Written request:
Scale the records from the line with "Pick-planner input: for every instance of the carved" to the line with "point(453, 518)", both included. Repeat every line with the requests unchanged, multiplying each x and y coordinate in the answers by 1.9 and rounding to whole numbers, halves up.

Listing:
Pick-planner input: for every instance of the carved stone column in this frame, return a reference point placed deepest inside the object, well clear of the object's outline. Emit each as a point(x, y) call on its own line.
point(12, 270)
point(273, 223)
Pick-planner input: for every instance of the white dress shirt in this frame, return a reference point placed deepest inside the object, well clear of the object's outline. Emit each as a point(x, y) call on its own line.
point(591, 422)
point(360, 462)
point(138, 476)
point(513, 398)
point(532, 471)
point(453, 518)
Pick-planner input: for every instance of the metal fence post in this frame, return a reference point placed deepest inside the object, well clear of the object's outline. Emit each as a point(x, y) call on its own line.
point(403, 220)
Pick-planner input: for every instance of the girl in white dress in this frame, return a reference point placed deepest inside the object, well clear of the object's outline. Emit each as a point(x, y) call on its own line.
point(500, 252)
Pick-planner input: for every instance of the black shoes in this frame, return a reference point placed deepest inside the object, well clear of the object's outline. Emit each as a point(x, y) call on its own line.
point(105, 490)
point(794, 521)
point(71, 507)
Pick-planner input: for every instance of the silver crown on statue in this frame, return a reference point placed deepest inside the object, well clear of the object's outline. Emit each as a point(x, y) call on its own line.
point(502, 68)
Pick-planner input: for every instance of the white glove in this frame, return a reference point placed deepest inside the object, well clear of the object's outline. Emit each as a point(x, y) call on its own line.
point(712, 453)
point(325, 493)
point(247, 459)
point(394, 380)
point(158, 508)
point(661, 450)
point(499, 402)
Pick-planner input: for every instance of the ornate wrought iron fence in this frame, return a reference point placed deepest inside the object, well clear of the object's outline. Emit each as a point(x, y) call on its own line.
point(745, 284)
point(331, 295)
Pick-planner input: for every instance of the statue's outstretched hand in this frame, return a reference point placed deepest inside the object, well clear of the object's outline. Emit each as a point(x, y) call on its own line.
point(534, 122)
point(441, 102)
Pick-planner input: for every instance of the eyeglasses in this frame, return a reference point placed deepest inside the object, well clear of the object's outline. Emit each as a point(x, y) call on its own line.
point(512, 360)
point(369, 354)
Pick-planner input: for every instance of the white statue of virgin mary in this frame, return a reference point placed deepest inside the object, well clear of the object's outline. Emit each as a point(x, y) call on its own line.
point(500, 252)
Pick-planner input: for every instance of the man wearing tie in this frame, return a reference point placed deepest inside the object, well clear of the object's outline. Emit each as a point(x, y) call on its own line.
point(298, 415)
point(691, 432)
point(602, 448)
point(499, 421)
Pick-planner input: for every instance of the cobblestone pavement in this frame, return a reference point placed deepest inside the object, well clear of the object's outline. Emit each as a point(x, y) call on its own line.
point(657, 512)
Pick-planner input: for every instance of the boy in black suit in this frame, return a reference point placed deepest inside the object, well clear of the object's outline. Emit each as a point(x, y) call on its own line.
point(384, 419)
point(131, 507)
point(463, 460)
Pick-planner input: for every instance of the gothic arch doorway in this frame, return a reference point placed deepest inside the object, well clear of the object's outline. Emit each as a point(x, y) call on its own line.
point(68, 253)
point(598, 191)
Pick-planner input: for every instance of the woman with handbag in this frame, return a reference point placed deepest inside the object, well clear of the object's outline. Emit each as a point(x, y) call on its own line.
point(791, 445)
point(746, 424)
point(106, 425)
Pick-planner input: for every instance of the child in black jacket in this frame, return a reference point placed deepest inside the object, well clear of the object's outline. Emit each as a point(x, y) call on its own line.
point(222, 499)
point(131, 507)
--
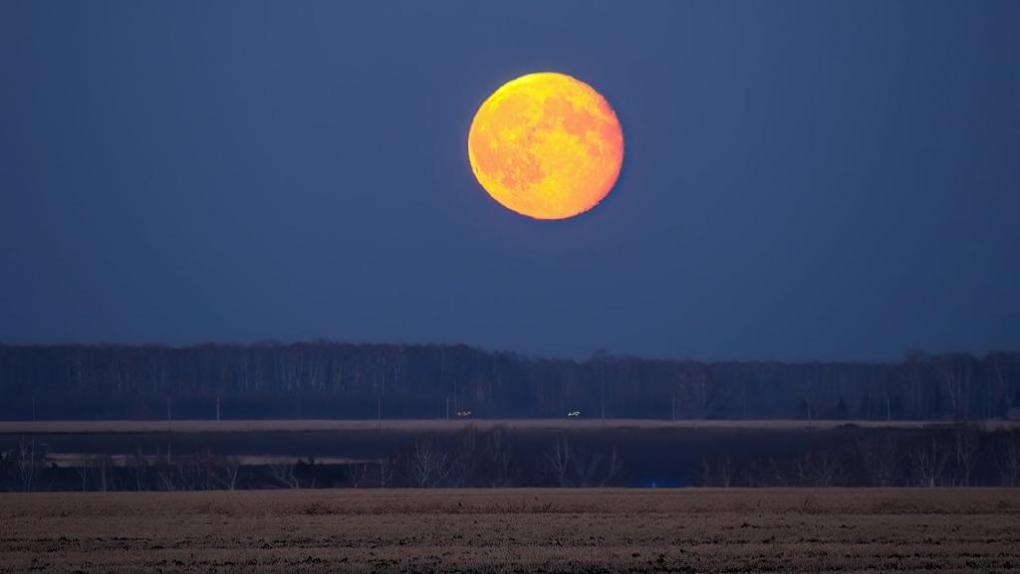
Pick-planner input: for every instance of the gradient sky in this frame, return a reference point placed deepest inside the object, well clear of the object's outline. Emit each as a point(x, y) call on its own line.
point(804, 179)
* * *
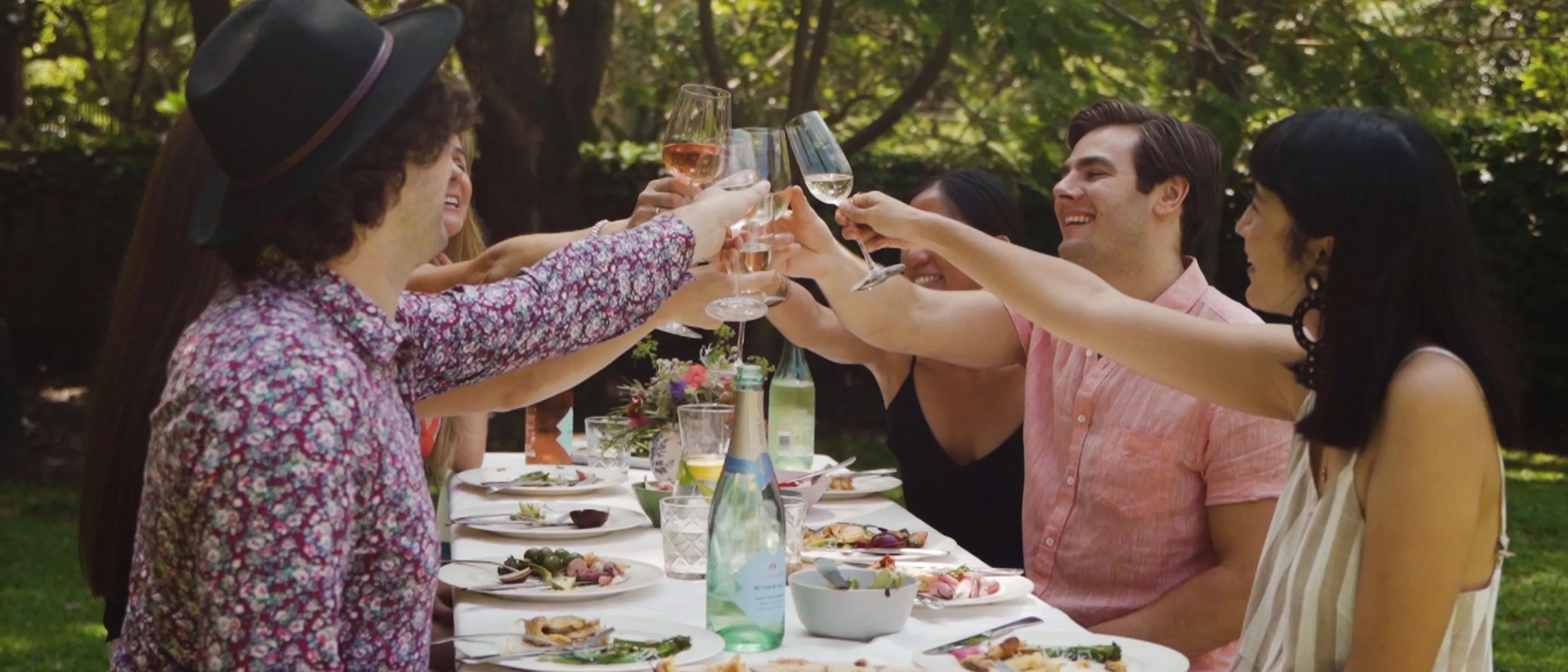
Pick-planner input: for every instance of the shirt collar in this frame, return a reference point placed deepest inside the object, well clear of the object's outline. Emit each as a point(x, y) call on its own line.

Result of the exercise:
Pick-planner input: for every instance of the carved stone column in this frame, return a reference point placed deepest inside the object, well clear of the object's outline. Emit each as a point(x, y) call on its own line.
point(23, 513)
point(519, 424)
Pick-planner input: for every instance of the white dress shirt in this frame, return a reference point placed deepest inside the object, well clear of the object's outline. Emit each as a point(x, y) call on its own line.
point(1123, 802)
point(684, 878)
point(262, 904)
point(975, 756)
point(1011, 895)
point(861, 984)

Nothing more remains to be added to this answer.